## [Passage to read]
* * *
Headline Roundup • June 2nd, 2026
What to Make of the Upcoming Hurricane Season
Summary from the AllSides News Team
The Atlantic hurricane season officially began on June 1st. The National Oceanic and Atmospheric Administration (NOAA) predicted it will be below normal due to a strong El Niño climate pattern. However, the administration also predicted the Pacific hurricane season will be above normal.
How The Media Covered It: Washington Examiner (Lean Right bias) showed possible bias by reporting on the above-normal Pacific predictions at the end of its article. NPR (Lean Left) used the same story structure but also noted that the Federal Emergency Management Agency (FEMA) has less staff this season.
Outlets across the political spectrum gave voice to NOAA officials who advised residents to take caution regardless of its predictions, as "it only takes one storm to make for a very bad season." Newsweek (Center) emphasized, "Fewer storms don't necessarily mean lower risk," and cited "elevated Atlantic sea-surface temperatures" as a possible indicator of more powerful storms. USA Today (Lean Left) furthered this narrative, stating, "A lack of hurricane activity near the Gulf Coast in 2025 has left the region with a lot of hot water, ready to fuel hurricane activity." The outlet also pointed to climate change: "Several studies have shown that such storms may produce even more water under a changing climate." Outlets on the left often report on weather-related events more frequently and prominently due to their bias on climate change and more liberal audience interest.
* * *
## [Data shown]
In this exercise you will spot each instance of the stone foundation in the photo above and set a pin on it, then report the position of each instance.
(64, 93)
* * *
## [Stated goal 1]
Write out the part of the hurricane season roundup from "Headline Roundup •" to "be above normal.".
## [Stated goal 2]
Continue the hurricane season roundup past its final sentence.

## [Right answer 1]
Headline Roundup • June 2nd, 2026
What to Make of the Upcoming Hurricane Season
Summary from the AllSides News Team
The Atlantic hurricane season officially began on June 1st. The National Oceanic and Atmospheric Administration (NOAA) predicted it will be below normal due to a strong El Niño climate pattern. However, the administration also predicted the Pacific hurricane season will be above normal.

## [Right answer 2]
RELATED: Climate Change Coverage in Media: Sensational or Warranted? | AllSides
FEMA Funds: Politico (Lean Left) reported, "The Trump administration is approaching hurricane season with the smallest disaster workforce since 2021." The outlet noted a 19% reduction in FEMA employees in Trump's second term (as of March), and it said the cuts are "raising fears that a catastrophic hurricane could overwhelm the government's ability to help desperate people and demolished communities." Some outlets – mainly local – recently reported on states receiving FEMA reimbursements, including Florida, Tennessee and Pennsylvania at the end of May.
Written by the AllSides staff (of humans). Learn more. Support our mission. Suggest an improvement to this summary.
Featured Coverage of this Story
The National Oceanic and Atmospheric Administration is predicting below-normal hurricane season in the Atlantic this year due to upcoming El Niño weather.
NOAA is predicting a 55% chance that the Atlantic will witness a below-normal season, which typically runs between June 1 and November 30.
The agency said there could be a total of eight to 14 storms with winds at or higher than 30mph, but of those storms only three to six will become hurricanes with winds of 74 mph or higher...

NOAA Satellites
As the Atlantic hurricane season officially begins on June 1, forecasters are signaling a quieter-than-normal year—but with a critical warning: Fewer storms don't necessarily mean lower risk.
Meteorologists across government agencies and private forecasting firms are broadly aligned in their outlook for 2026, pointing to a season heavily shaped by a developing El Niño pattern. Still, experts stress that even a "below-average" year can produce devastating impacts...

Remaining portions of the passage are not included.